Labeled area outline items
........

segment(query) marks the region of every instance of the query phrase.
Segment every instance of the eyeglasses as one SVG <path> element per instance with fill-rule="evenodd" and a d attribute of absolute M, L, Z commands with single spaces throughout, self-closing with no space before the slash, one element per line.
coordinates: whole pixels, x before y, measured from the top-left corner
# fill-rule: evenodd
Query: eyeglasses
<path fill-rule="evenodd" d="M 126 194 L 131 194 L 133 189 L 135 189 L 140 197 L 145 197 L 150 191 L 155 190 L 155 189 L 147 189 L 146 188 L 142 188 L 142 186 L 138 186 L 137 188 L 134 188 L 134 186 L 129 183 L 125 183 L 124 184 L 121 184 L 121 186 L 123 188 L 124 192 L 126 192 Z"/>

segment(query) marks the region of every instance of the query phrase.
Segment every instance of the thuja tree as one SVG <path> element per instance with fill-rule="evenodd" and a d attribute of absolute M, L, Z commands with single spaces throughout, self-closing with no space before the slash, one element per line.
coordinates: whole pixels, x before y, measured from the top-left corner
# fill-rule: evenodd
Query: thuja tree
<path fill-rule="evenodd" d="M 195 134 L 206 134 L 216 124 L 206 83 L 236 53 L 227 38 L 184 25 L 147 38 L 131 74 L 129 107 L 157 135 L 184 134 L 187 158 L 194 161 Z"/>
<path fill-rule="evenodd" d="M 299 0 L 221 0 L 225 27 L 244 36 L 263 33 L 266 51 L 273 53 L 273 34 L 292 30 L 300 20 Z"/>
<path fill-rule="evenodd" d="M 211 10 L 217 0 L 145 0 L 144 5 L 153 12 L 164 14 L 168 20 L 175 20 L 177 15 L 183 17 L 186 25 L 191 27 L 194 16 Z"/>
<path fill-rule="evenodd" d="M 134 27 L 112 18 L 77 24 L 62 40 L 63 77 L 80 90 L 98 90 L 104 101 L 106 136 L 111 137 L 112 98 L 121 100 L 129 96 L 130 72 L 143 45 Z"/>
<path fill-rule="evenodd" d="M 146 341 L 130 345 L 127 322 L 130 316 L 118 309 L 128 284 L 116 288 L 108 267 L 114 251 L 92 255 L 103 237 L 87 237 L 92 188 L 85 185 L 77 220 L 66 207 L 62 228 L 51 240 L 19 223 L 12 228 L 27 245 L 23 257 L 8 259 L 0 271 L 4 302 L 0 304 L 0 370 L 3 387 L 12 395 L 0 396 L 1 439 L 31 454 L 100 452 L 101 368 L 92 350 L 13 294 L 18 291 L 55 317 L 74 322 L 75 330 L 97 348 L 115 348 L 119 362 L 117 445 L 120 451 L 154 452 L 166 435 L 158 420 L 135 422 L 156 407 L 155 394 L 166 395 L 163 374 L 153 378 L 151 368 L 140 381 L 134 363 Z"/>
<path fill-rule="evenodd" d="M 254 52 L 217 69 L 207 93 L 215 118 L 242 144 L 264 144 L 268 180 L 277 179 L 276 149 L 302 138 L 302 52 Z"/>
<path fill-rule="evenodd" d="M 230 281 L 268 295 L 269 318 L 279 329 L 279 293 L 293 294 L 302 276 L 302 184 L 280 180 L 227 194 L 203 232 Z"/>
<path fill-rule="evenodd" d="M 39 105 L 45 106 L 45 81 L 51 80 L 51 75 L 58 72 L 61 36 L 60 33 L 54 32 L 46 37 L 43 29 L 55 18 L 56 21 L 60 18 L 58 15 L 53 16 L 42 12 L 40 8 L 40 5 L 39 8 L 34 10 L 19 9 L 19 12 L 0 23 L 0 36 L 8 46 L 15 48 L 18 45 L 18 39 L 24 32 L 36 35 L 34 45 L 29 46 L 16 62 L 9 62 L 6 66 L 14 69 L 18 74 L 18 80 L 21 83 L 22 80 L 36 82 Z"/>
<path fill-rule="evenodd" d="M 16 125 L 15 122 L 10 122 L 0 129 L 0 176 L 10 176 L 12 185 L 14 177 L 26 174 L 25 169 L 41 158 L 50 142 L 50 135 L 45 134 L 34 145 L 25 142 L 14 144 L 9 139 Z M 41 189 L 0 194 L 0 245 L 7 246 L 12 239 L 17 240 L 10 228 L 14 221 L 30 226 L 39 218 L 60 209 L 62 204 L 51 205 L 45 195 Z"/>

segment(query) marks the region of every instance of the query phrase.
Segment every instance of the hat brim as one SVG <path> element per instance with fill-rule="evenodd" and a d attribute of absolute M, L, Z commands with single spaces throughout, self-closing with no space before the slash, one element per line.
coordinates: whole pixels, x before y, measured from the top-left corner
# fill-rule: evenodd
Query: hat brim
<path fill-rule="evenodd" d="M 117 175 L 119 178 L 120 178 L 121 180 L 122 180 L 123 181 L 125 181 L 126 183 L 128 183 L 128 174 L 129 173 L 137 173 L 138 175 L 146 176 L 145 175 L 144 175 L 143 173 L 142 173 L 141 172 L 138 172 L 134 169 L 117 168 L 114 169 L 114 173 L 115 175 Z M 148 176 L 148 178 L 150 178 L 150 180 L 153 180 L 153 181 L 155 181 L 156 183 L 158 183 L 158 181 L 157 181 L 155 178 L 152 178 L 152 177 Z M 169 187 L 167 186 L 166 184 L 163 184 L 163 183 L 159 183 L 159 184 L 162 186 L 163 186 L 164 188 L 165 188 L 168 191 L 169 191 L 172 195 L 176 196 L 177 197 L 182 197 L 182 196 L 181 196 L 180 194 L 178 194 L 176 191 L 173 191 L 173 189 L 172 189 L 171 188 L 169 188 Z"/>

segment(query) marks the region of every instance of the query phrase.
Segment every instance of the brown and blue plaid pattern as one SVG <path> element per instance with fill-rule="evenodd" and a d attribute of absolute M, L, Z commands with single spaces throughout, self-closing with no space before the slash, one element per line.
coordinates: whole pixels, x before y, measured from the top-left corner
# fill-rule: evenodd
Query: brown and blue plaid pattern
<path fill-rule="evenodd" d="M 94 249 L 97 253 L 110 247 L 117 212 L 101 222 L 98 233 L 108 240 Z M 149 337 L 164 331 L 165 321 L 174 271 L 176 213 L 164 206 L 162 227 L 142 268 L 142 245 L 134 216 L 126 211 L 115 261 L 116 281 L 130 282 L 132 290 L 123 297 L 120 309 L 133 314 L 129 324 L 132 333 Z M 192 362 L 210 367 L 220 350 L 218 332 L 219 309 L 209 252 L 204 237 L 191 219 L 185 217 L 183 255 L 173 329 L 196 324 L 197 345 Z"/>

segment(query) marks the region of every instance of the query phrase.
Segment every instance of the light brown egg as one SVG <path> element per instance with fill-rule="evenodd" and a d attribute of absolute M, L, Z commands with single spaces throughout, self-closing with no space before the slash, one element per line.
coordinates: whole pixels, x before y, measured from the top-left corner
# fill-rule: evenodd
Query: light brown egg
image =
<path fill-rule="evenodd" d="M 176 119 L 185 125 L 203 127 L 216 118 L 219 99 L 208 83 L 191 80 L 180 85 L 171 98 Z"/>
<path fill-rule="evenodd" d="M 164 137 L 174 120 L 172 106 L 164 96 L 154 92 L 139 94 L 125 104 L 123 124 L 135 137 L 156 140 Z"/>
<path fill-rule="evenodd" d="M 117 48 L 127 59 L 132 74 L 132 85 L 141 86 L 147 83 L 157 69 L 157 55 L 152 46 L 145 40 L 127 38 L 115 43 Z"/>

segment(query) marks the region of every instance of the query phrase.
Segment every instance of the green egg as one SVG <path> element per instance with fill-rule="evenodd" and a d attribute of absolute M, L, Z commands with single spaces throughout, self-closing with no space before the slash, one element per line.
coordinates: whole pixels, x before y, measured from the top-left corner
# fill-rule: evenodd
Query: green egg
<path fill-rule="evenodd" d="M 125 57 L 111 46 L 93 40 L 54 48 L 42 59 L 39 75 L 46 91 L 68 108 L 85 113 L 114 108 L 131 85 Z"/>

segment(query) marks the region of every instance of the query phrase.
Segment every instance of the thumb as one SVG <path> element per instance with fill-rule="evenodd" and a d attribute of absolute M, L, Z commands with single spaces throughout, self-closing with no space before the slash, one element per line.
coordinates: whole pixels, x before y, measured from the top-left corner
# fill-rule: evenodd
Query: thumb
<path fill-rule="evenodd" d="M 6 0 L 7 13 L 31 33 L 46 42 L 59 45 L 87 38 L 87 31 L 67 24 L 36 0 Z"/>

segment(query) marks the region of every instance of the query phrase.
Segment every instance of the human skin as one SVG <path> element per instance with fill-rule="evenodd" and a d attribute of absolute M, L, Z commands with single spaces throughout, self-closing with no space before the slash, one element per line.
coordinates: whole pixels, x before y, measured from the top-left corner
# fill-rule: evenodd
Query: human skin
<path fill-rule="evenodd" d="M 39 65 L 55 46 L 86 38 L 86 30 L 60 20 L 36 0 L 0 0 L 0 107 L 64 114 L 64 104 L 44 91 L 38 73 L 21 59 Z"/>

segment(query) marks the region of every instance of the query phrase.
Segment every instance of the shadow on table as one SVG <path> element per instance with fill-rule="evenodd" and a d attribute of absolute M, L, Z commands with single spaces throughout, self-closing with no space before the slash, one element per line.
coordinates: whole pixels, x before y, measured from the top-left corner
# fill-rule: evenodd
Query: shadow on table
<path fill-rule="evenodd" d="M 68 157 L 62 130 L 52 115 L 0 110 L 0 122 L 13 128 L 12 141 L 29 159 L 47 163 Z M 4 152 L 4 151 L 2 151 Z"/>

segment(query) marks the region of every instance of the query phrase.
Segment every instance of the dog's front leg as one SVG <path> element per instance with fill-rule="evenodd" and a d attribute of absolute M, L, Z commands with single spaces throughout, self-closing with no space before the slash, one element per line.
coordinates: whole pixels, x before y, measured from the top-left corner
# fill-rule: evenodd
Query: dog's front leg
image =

........

WHAT TO WORK ON ::
Render the listing as a two-column CSV with the columns instruction and outline, starting at the beginning of the listing and going on through the line with "126 194 L 131". Give one row for each text with its answer, and put each value in a single quoted field with line breaks changed to spaces.

THE COMPLETED TASK ::
instruction,outline
"segment(query) marks the region of every instance of the query phrase. Segment every instance of the eyeglasses as one SVG <path> element per instance with fill-rule=""evenodd"" and a d attribute of absolute M, L, Z commands with single spaces throughout, self-closing with no space before the slash, one element per line. coordinates: whole pixels, x before y, measured from the top-left corner # fill-rule: evenodd Query: eyeglasses","<path fill-rule=""evenodd"" d=""M 126 194 L 131 194 L 133 189 L 135 189 L 140 197 L 145 197 L 150 191 L 155 190 L 155 189 L 147 189 L 146 188 L 142 188 L 142 186 L 138 186 L 137 188 L 134 188 L 134 186 L 129 183 L 125 183 L 124 184 L 121 184 L 121 186 L 123 188 L 124 192 L 126 192 Z""/>"